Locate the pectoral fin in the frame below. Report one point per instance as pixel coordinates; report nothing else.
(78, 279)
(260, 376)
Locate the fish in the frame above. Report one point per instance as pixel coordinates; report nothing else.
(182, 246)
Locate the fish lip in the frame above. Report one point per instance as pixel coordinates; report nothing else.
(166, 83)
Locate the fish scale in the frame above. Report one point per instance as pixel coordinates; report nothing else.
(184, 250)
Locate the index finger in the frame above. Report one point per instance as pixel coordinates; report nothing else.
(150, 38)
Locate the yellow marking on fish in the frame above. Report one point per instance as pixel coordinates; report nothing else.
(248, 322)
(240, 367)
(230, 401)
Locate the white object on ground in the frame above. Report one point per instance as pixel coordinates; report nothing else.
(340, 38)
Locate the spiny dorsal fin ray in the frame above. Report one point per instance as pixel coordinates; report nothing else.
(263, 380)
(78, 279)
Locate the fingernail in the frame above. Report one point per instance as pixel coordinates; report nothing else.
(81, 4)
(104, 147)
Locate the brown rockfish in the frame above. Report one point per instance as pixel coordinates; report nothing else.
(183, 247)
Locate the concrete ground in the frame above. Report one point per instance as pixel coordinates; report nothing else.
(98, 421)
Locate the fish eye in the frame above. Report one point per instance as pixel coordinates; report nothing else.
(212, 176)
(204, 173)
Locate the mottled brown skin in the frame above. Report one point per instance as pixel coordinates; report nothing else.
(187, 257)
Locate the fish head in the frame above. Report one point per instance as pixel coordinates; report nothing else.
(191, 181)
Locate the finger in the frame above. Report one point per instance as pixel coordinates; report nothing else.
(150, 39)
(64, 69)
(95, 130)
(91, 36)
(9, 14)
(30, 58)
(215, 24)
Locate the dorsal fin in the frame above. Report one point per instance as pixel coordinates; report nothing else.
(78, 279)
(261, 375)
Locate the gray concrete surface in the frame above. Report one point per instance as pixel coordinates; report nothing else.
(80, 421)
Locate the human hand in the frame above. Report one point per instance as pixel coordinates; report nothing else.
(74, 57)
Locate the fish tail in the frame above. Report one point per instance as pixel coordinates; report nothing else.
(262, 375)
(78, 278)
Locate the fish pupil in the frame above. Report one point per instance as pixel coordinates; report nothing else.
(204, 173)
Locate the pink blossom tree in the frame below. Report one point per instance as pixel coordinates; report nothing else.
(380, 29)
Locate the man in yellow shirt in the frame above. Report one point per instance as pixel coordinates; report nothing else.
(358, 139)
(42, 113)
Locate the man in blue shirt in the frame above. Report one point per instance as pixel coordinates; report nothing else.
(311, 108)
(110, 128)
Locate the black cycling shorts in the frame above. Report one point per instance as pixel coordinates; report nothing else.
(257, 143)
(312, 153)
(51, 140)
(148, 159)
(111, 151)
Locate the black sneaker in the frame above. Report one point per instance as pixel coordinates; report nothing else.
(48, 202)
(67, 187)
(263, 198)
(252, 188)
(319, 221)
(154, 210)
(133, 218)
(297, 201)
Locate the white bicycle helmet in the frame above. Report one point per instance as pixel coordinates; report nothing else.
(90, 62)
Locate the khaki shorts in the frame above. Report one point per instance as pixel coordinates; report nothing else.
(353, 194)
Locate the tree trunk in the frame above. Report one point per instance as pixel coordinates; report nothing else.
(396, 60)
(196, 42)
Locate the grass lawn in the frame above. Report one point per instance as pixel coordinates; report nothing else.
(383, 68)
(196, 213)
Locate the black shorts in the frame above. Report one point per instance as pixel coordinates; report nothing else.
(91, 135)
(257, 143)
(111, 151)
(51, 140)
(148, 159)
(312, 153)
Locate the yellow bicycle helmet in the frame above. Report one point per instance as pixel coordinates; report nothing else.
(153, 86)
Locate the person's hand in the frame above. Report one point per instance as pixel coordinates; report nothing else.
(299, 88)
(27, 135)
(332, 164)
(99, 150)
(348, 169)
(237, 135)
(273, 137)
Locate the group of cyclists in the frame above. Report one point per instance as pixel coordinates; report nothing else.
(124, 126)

Task to complete: Nothing in the listing above may be altered; transcribe all of it.

Solved problem:
Locate the pectoral fin in the frame below. Report one point per instance as pixel coordinates; report nothing else.
(78, 279)
(260, 376)
Locate the fish in the frame above. Report one point per instance as pixel coordinates; report nothing else.
(182, 246)
Locate the fish lip in the frame above. Report one point per instance as pixel coordinates; report nothing else.
(166, 83)
Locate the fish scale in the frame above. Report one point per instance as pixel coordinates; report nothing else.
(184, 250)
Locate the index finger in the frame above. Report one point per instance as pixel coordinates; report nothing else.
(150, 38)
Locate the yellow marking on fish in the frame above. Report one point per instance as pixel coordinates; report nothing else.
(248, 322)
(240, 367)
(230, 401)
Locate the white object on ground in the frame above. Report one point per instance as pixel coordinates; report nothing else.
(340, 38)
Locate the spiny dorsal fin ray in the frame above. Report one point per instance as pixel coordinates; report nothing else.
(263, 380)
(78, 279)
Locate the fingernail in the frame above. Report one point per instance as pixel coordinates; report nothing else.
(81, 4)
(104, 147)
Locate the brown rockfish in the frame above. Report one point per instance as pixel coordinates; report nothing else.
(183, 247)
Locate the concrete ground in the frame above. Report one point per instance as pixel coordinates; report nothing else.
(98, 421)
Locate the fish eye in the frame above. Report one point per instance as pixel coordinates; report nothing else.
(212, 176)
(204, 173)
Locate the mottled brown skin in the frame above. Report one point per instance as pixel coordinates; report nothing else.
(187, 257)
Locate the fish head in the frame above. Report one point per instance as pixel coordinates; report nothing else.
(191, 181)
Locate the finger in the frame above. Report one point per instance as pixel coordinates; report nothing else.
(150, 39)
(64, 69)
(95, 130)
(91, 36)
(9, 14)
(30, 58)
(215, 24)
Locate the dorsal fin in the frame above. Report one point per instance as pixel coordinates; report nothing else.
(78, 279)
(261, 375)
Locate the gray concrete surface in the frame above. Report one point per instance as pixel coordinates; report nothing else.
(80, 421)
Locate the human hand in the frame above. Report one point per instance as pixel coordinates; report nothing else.
(74, 57)
Locate the fish tail in the frame above. Report one point per instance as pixel coordinates; report nothing else.
(262, 375)
(78, 278)
Locate the fish pupil in the frame above. Report one point per instance as pixel coordinates; report nothing else.
(204, 173)
Locate the pink blossom tree in the frame below. Report one point per instance as pixel coordinates; report nothing else.
(380, 29)
Locate the man in yellow shirt in the frame above. Report one point per instance as pixel coordinates; report nothing else.
(358, 139)
(42, 113)
Locate the man in blue shirt in the frame above. Report one point per instance as pixel coordinates; report nothing else.
(311, 108)
(110, 128)
Locate the black cycling shorts in the frame above. Report one point per instance as pixel coordinates; report nothing else.
(257, 143)
(312, 153)
(51, 140)
(148, 159)
(111, 151)
Locate the black sneaker in the frame above. Report one point per instance as pixel coordinates; report nothing else.
(48, 202)
(67, 187)
(263, 198)
(252, 188)
(319, 221)
(154, 210)
(133, 218)
(297, 201)
Locate the white bicycle helmet in the frame above. Report one point per instance as pixel coordinates; report nothing else.
(90, 62)
Locate the khaki shorts in the frame above. Report one point per instance as pixel coordinates; report nothing else.
(353, 194)
Locate the tree trunk in the frame above. Report one point per instance as pixel coordinates; report nothing else.
(396, 60)
(196, 42)
Locate the grass lawn in the frame above. Report one point per instance as pixel coordinates; report nothing else.
(383, 68)
(196, 213)
Locate the black shorts in the frame above. Report one point per instance as pixel coordinates; report nothing else.
(91, 135)
(257, 143)
(111, 151)
(51, 140)
(148, 159)
(312, 153)
Locate the yellow bicycle helmet in the frame above. Report one point per instance as pixel coordinates; report nothing else.
(153, 86)
Locate the person's hand in the frame above. Report one point per instance as pixel coordinates; report nothing else.
(299, 88)
(27, 135)
(332, 164)
(99, 150)
(348, 169)
(237, 135)
(273, 137)
Locate the group of cyclists in the frame above. Report one point per instance as pixel coordinates; report nothing else.
(124, 126)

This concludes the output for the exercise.